-- GIVEN REQUEST --
From the line with "Please place a point on the power" through the final line, transcribe the material below character for character; include no other lines.

* START RECORD EXTRACTS *

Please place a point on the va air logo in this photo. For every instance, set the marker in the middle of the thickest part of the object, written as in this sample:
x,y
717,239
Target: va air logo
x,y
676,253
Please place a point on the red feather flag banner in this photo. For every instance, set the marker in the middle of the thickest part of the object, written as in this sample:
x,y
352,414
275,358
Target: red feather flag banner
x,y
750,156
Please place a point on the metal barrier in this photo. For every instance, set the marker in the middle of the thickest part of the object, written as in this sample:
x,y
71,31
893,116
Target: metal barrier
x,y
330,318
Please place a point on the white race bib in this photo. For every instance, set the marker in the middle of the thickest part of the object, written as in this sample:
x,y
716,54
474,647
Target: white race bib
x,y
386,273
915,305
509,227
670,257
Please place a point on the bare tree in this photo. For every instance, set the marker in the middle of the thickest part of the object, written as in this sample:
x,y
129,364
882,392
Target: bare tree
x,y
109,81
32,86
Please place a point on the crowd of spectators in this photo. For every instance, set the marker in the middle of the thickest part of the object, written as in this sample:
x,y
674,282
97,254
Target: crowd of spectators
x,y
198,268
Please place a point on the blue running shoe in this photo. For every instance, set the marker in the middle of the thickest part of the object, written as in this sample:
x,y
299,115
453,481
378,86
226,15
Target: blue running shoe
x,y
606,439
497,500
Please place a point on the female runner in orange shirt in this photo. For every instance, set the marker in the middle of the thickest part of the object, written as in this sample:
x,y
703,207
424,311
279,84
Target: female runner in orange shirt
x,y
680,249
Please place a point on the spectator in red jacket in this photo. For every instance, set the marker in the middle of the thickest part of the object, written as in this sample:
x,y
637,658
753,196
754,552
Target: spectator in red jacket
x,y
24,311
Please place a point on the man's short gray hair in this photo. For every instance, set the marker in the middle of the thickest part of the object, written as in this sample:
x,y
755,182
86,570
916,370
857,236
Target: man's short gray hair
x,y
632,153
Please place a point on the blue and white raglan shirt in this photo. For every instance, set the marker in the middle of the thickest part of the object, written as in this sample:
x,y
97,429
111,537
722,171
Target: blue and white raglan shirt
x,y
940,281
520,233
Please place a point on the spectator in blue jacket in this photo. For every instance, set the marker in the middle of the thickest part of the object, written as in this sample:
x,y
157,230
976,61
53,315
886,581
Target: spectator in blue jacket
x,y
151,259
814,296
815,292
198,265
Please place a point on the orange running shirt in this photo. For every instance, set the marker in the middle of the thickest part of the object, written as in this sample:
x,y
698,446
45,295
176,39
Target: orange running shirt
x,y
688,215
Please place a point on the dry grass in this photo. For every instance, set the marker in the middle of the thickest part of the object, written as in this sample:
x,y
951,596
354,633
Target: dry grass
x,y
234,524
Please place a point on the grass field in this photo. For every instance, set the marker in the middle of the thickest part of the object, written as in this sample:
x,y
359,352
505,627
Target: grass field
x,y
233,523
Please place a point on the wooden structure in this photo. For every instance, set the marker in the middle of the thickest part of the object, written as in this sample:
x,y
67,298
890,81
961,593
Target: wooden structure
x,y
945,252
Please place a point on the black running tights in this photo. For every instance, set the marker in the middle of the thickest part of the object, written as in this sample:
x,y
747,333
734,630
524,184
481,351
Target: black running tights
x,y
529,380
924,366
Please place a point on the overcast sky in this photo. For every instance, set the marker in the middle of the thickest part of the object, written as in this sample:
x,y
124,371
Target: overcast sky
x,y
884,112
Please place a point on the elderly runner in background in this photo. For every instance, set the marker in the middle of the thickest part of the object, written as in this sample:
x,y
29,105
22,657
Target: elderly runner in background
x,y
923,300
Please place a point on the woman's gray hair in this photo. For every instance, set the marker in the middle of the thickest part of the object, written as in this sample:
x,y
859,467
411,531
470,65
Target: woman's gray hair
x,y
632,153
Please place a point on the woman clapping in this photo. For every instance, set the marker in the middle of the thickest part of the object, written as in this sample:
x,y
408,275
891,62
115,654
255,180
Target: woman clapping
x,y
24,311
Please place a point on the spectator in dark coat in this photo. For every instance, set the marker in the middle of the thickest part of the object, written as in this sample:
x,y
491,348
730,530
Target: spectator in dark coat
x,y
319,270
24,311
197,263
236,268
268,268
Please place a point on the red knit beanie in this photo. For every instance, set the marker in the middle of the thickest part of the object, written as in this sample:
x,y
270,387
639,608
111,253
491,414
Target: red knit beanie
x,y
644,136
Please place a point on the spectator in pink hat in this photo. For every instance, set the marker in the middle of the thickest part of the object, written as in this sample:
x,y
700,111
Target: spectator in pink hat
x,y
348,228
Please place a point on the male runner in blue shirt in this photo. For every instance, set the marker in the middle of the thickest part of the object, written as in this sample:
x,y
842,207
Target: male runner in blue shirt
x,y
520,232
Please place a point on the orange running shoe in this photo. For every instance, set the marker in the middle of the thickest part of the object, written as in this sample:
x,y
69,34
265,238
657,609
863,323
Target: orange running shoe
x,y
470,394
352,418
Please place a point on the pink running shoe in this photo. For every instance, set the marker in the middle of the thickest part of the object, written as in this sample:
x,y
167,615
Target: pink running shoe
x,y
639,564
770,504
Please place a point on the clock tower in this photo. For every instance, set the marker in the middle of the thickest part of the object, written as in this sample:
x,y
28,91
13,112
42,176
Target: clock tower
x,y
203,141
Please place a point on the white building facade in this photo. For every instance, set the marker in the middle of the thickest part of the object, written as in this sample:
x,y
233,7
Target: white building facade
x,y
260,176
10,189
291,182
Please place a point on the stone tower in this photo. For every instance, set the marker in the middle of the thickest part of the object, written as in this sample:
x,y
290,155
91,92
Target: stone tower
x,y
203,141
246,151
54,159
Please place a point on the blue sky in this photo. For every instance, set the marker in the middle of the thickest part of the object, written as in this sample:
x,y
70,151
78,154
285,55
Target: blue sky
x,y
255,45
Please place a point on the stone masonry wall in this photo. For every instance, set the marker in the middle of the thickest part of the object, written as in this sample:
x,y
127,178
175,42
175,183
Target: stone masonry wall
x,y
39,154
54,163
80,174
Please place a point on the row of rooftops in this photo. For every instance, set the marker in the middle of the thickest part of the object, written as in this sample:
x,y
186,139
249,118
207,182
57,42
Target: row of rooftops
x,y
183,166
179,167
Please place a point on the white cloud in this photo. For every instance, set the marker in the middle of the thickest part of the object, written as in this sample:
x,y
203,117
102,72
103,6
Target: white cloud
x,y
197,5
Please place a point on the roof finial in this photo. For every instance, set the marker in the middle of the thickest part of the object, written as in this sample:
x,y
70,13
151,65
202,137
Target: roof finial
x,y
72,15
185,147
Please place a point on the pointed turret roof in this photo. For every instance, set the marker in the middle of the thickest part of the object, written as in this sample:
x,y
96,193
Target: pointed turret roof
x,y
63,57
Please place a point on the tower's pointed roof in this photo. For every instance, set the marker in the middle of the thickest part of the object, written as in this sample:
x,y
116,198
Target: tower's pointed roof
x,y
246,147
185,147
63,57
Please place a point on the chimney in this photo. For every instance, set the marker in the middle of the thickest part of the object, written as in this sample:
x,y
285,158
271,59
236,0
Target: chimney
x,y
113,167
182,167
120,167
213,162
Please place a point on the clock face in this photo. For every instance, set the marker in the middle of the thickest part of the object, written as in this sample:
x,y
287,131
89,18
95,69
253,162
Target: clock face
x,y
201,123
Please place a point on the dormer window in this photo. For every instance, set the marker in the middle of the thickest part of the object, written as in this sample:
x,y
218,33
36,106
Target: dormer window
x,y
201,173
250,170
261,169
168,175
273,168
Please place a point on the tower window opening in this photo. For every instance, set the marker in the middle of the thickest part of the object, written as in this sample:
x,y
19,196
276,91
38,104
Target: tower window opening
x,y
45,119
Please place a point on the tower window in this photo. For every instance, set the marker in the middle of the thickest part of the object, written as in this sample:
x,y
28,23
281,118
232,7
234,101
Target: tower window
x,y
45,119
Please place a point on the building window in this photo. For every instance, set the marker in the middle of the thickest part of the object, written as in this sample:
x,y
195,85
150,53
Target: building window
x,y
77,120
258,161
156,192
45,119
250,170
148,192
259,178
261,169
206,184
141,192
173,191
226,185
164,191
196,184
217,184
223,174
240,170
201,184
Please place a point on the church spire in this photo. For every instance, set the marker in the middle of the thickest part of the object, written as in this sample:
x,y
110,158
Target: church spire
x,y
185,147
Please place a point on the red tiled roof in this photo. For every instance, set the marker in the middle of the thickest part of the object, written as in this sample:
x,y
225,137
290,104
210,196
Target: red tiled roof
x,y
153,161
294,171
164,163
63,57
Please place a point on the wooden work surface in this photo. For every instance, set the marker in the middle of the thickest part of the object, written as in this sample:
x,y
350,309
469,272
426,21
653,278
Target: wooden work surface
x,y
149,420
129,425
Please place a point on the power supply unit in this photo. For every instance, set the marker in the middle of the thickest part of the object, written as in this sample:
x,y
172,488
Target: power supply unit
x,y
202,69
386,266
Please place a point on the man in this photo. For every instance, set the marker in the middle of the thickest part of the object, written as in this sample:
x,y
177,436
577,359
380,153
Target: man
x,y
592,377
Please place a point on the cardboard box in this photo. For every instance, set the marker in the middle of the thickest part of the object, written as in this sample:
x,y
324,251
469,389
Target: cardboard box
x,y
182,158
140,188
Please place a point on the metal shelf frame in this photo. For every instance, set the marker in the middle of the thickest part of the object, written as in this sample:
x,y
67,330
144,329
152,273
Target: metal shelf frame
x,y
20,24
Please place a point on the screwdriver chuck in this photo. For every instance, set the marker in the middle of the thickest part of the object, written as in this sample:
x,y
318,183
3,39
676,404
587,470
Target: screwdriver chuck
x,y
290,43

* END RECORD EXTRACTS *

-- FINAL ANSWER --
Please place a point on the power supply unit in this photo. For every instance, set the marker in the middle of the thickest part of the object, written as in this sample:
x,y
172,488
Target: power supply unit
x,y
202,69
386,266
Please place a point on the man in this photo. For every instance, set the marker in the middle of the thickest part of the object, written as in this sample:
x,y
177,436
577,359
380,153
Target: man
x,y
592,377
Please place a point on the cardboard box in this photo. For every instance, set the marker in the middle of the thickest part of the object, written as in this sample:
x,y
324,251
469,389
Target: cardboard box
x,y
182,158
140,188
Please place a point on the metal shelf frame in this photo. For every instance, set the marker in the middle of the thickest part of the object, written as in this sample:
x,y
67,330
144,329
152,273
Target: metal shelf frame
x,y
20,24
Please place a point on the screwdriver chuck in this photo. For every instance, set the marker in the middle of the thickest part of the object, written as in this sample:
x,y
318,183
3,39
676,404
587,470
Target: screwdriver chuck
x,y
290,43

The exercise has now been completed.